## Engage NY Eureka Math Algebra 1 Module 1 Lesson 12 Answer Key

### Eureka Math Algebra 1 Module 1 Lesson 12 Opening Exercise Answer Key

Answer the following questions.

a. Why should the equations (x-1)(x+3)=17+x and (x-1)(x+3)=x+17 have the same solution set?

Answer:

The commutative property

b. Why should the equations (x-1)(x+3)=17+x and (x+3)(x-1)=17+x have the same solution set?

Answer:

The commutative property

c. Do you think the equations (x-1)(x+3)=17+x and (x-1)(x+3)+500=517+x should have the same solution set? Why?

Answer:

Yes. 500 was added to both sides.

d. Do you think the equations (x-1)(x+3)=17+x and 3(x-1)(x+3)=51+3x should have the same solution set? Explain why.

Answer:

Yes. Both sides were multiplied by 3.

| To do |
• a. Say whether each statement agrees with the Lesson 12 answer key, answering yes or no and quoting the deciding words from it. (i) The answer given for parts a and b is the commutative property. (ii) In part c, 517 was added to both sides. (iii) In part d, both sides were multiplied by 3.
• b. Pick up the Lesson 12 answer key after its last line and keep going.

Photo-based point labeling data:

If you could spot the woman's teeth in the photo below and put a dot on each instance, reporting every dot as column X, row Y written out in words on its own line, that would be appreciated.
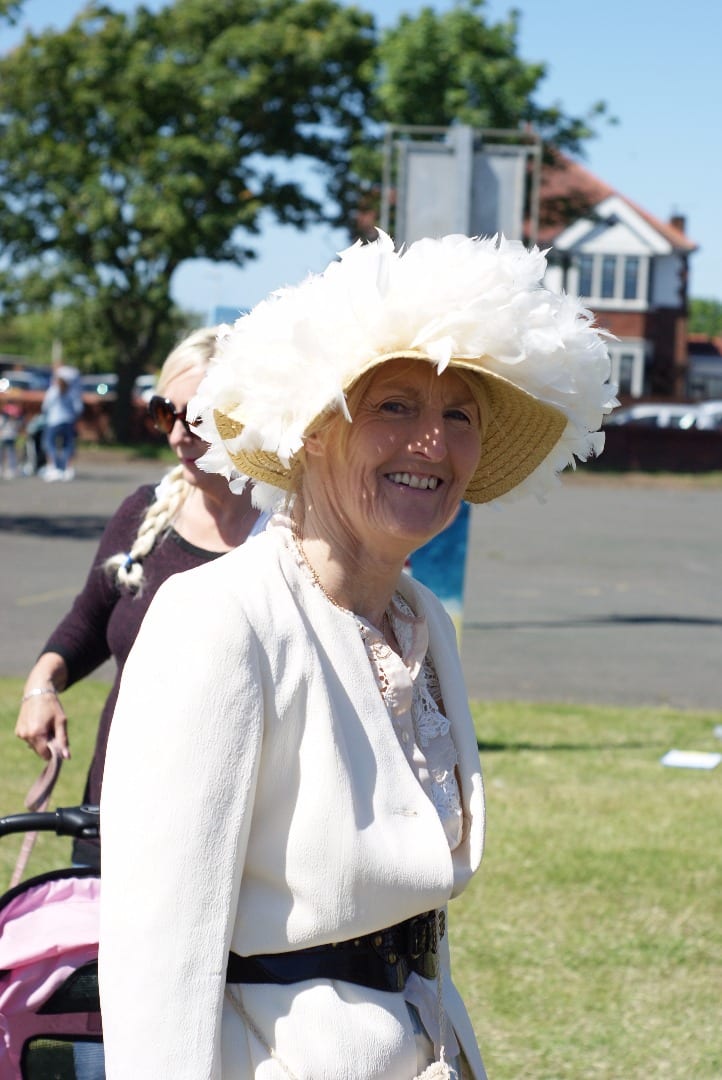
column 409, row 480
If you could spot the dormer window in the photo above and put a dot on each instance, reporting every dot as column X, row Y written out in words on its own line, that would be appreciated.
column 610, row 280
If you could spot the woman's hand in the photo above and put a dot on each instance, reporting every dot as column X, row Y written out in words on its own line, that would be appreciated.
column 41, row 718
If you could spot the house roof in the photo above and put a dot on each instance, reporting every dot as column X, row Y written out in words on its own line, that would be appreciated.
column 566, row 184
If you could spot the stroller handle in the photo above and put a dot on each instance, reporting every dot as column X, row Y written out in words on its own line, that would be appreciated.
column 83, row 822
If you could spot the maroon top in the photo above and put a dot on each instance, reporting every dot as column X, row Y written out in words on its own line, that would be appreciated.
column 104, row 621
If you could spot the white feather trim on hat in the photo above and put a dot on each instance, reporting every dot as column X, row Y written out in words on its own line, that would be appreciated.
column 458, row 298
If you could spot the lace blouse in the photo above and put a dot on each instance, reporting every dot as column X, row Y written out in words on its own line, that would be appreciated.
column 410, row 689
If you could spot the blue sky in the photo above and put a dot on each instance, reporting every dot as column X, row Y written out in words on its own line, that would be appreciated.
column 656, row 66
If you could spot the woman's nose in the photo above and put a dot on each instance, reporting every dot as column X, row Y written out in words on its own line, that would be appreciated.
column 430, row 439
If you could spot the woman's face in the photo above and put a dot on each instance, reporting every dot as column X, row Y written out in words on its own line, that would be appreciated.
column 395, row 476
column 187, row 447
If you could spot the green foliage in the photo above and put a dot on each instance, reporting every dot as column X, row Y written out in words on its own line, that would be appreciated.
column 132, row 144
column 128, row 145
column 706, row 318
column 457, row 67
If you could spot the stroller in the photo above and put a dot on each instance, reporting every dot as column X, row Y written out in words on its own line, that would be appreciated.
column 50, row 1011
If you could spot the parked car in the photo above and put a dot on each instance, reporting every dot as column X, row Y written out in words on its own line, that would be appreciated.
column 106, row 386
column 708, row 416
column 101, row 385
column 26, row 379
column 654, row 415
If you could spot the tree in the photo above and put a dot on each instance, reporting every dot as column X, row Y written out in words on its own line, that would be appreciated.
column 128, row 145
column 437, row 69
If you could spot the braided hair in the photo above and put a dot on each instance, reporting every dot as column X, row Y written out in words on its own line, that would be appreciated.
column 125, row 568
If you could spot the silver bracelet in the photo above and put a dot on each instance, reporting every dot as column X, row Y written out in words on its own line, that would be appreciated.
column 38, row 690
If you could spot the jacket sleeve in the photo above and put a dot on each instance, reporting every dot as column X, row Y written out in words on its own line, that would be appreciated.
column 81, row 635
column 177, row 797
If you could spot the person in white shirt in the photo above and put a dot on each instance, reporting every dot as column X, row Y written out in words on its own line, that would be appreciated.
column 307, row 792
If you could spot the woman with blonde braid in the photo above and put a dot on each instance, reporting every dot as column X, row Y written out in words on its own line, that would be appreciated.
column 189, row 518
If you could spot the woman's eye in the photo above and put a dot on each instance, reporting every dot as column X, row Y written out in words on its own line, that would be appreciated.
column 395, row 407
column 459, row 414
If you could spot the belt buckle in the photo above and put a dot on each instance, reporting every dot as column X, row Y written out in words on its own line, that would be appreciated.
column 423, row 934
column 418, row 936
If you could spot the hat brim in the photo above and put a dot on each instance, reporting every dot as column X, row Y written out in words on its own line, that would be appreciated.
column 520, row 433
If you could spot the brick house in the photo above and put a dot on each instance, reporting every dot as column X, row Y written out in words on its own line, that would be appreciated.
column 630, row 269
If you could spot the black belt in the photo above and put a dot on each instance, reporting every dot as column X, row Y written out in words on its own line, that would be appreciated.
column 382, row 960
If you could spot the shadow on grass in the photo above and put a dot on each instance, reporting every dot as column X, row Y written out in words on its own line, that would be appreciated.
column 511, row 746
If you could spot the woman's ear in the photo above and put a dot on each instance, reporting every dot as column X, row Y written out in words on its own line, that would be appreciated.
column 316, row 442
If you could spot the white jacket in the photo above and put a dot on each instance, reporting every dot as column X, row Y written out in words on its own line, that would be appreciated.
column 256, row 798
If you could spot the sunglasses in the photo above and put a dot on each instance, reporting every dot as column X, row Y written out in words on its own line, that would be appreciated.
column 164, row 414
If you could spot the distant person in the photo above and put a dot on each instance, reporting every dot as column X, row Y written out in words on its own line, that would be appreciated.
column 35, row 457
column 191, row 517
column 11, row 427
column 307, row 794
column 62, row 406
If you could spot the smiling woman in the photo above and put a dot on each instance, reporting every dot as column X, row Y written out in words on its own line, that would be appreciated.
column 309, row 795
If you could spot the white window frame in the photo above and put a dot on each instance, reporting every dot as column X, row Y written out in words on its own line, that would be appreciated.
column 636, row 352
column 617, row 299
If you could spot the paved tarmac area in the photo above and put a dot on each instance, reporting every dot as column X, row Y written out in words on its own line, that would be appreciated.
column 611, row 592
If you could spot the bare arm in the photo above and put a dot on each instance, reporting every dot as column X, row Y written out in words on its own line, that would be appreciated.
column 41, row 717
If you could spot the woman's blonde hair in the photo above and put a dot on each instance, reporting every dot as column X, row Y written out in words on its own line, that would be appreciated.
column 125, row 568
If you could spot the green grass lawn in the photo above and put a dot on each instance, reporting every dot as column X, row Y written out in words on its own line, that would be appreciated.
column 589, row 945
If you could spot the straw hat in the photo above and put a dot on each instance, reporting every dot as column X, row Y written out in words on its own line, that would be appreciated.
column 459, row 301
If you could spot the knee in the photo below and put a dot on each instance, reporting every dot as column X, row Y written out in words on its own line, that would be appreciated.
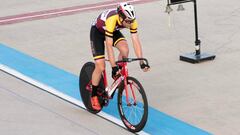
column 100, row 66
column 125, row 52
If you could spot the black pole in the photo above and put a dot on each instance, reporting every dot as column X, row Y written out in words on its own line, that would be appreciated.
column 197, row 41
column 197, row 56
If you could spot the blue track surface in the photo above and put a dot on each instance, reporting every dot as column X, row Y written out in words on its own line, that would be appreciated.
column 67, row 83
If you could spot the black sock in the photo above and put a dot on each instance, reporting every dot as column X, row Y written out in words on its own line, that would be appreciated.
column 94, row 90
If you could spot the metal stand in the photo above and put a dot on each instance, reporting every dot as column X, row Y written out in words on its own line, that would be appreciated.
column 197, row 56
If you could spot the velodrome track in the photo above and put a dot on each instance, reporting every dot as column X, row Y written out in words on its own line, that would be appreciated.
column 204, row 95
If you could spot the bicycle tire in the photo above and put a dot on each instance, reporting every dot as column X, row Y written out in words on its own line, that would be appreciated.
column 133, row 127
column 84, row 78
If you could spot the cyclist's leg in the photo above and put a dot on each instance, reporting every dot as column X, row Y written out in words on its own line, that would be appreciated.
column 121, row 44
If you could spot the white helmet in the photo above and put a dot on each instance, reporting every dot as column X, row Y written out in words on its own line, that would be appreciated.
column 126, row 11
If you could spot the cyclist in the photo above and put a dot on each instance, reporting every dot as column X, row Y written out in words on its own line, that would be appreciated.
column 105, row 32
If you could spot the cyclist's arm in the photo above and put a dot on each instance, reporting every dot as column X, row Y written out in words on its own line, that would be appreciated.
column 109, row 42
column 110, row 25
column 135, row 39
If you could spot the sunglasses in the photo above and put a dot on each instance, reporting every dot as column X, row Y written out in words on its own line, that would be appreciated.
column 128, row 21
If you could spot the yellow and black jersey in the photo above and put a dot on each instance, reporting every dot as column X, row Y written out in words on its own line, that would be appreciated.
column 108, row 22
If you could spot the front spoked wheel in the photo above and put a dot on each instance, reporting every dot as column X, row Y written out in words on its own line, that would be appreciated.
column 133, row 113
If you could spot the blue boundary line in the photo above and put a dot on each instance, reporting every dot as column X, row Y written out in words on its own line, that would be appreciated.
column 158, row 123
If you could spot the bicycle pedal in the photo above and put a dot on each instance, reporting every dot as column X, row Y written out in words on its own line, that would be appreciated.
column 105, row 102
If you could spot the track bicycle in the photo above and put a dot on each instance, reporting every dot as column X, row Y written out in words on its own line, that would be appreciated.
column 131, row 98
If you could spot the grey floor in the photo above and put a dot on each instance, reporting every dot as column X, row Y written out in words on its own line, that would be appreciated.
column 205, row 95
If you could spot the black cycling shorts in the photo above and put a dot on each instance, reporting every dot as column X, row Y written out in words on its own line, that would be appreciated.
column 97, row 39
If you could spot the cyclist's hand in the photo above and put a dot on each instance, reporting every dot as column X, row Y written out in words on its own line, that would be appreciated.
column 115, row 72
column 145, row 67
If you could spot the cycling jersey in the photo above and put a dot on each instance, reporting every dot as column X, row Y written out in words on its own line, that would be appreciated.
column 107, row 24
column 109, row 21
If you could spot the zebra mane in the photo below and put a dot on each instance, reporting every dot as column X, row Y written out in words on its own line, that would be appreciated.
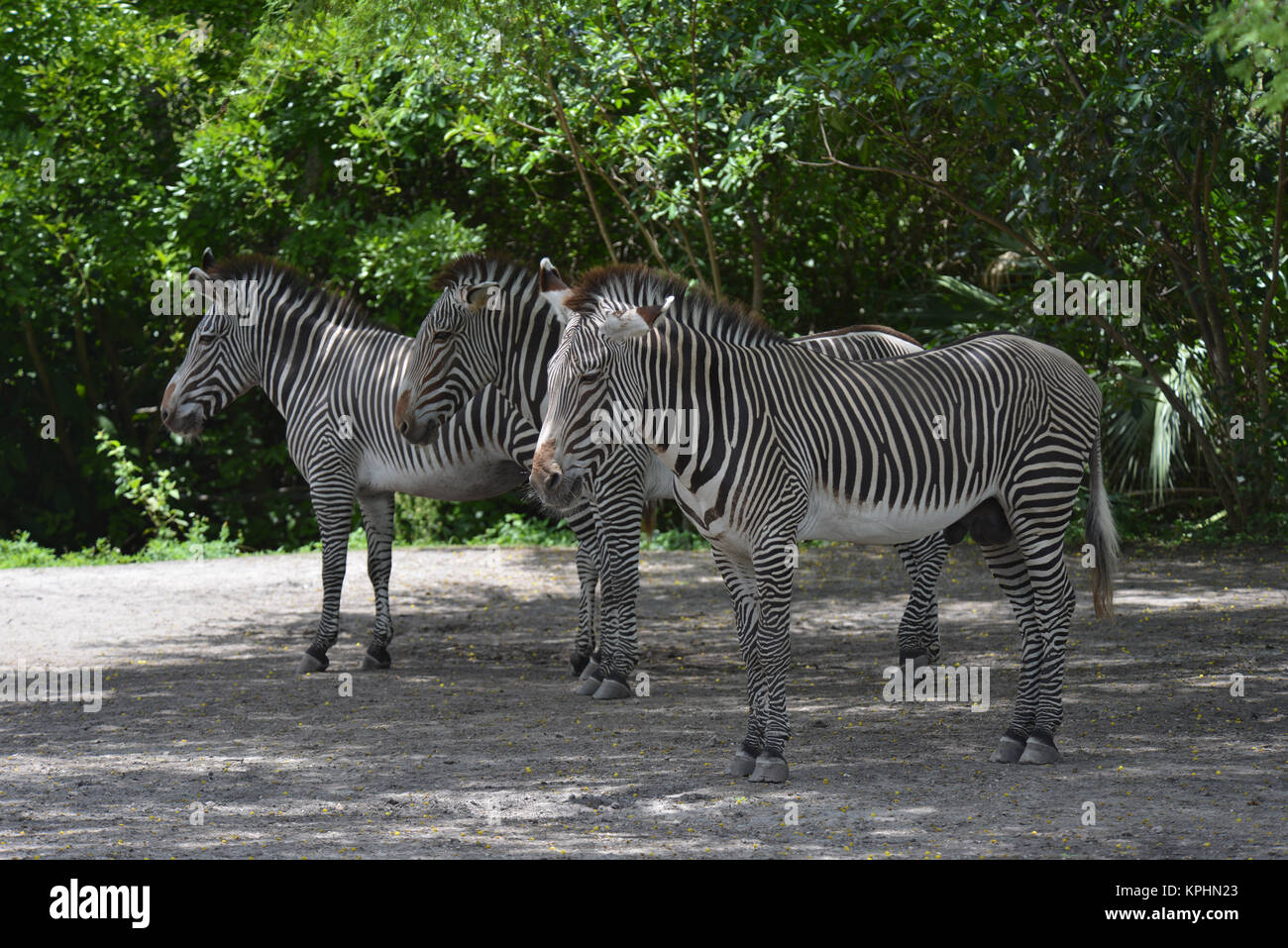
column 695, row 305
column 478, row 268
column 336, row 309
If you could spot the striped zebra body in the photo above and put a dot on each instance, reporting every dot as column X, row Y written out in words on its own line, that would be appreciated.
column 798, row 445
column 333, row 375
column 503, row 338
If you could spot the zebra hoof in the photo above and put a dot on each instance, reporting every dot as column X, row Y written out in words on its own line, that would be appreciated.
column 589, row 685
column 771, row 768
column 743, row 763
column 1039, row 749
column 612, row 689
column 1009, row 750
column 312, row 661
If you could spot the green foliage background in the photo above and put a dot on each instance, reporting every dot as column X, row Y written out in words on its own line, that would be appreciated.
column 756, row 147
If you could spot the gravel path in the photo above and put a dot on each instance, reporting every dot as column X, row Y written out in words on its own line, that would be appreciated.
column 473, row 745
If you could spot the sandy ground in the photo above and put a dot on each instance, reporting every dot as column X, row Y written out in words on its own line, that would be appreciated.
column 473, row 745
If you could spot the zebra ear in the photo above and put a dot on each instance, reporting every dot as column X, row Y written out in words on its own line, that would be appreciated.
column 635, row 322
column 481, row 295
column 553, row 288
column 198, row 292
column 627, row 325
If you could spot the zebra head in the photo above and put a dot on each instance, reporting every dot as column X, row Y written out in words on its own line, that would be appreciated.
column 469, row 334
column 591, row 378
column 217, row 369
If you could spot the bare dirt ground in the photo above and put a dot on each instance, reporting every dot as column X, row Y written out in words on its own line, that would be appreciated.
column 475, row 746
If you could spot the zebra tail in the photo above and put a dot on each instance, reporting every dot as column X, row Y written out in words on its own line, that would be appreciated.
column 648, row 519
column 1103, row 536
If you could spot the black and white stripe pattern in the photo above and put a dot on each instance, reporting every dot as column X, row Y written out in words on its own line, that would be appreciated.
column 497, row 325
column 334, row 375
column 795, row 445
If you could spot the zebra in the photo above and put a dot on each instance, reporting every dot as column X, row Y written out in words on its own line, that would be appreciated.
column 795, row 445
column 333, row 375
column 488, row 329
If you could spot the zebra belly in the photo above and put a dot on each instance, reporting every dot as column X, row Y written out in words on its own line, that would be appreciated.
column 867, row 522
column 475, row 480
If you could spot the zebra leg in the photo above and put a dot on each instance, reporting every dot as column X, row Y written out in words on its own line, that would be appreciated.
column 377, row 520
column 1006, row 563
column 774, row 575
column 918, row 626
column 333, row 505
column 1052, row 588
column 619, row 541
column 584, row 659
column 741, row 582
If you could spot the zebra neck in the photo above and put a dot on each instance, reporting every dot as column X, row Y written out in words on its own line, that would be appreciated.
column 526, row 347
column 301, row 346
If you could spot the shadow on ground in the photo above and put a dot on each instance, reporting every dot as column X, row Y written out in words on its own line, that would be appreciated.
column 473, row 745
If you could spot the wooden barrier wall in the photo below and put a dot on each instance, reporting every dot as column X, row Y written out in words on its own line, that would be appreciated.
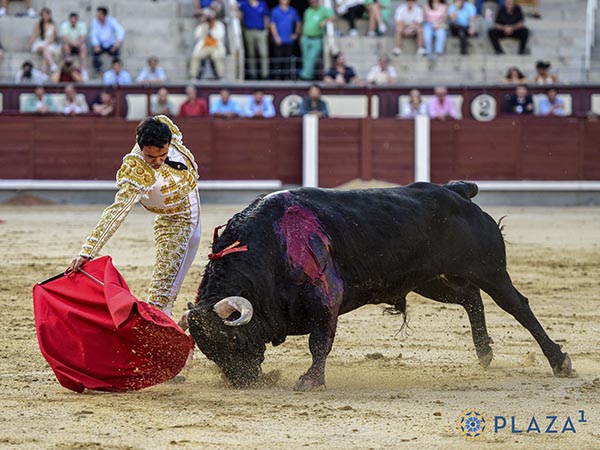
column 61, row 148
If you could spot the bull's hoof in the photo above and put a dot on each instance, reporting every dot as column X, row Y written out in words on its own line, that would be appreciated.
column 183, row 322
column 565, row 369
column 486, row 359
column 307, row 383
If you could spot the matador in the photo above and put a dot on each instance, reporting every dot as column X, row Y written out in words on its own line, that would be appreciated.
column 161, row 174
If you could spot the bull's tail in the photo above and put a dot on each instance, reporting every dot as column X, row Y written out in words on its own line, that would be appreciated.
column 466, row 189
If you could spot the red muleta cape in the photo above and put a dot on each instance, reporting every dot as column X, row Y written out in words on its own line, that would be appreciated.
column 103, row 338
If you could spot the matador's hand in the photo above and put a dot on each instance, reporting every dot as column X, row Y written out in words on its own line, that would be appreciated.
column 77, row 263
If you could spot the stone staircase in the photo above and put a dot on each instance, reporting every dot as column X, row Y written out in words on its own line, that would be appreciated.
column 162, row 28
column 558, row 37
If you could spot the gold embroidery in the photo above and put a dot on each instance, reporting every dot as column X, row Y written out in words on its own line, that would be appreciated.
column 112, row 217
column 137, row 172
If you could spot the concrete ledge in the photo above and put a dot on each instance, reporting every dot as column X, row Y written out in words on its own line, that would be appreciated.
column 104, row 185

| Answers to the exercise |
• a.
(i) Yes: "The commutative property"
(ii) No: "500 was added to both sides."
(iii) Yes: "Both sides were multiplied by 3."

• b.
### Eureka Math Algebra 1 Module 1 Lesson 12 Exercise Answer Key

Exercise 1.

a. Use the commutative property to write an equation that has the same solution set as

x^{2}-3x+4=(x+7)(x-12)(5).

Answer:

-3x+x^{2}+4=(x+7)(5)(x-12)

b. Use the associative property to write an equation that has the same solution set as

x^{2}-3x+4=(x+7)(x-12)(5).

Answer:

(x^{2}-3x)+4=((x+7)(x-12))(5)

c. Does this reasoning apply to the distributive property as well?

Answer:

Yes, it does apply to the distributive property.

Exercise 2.

Consider the equation x^{2}+1=7-x.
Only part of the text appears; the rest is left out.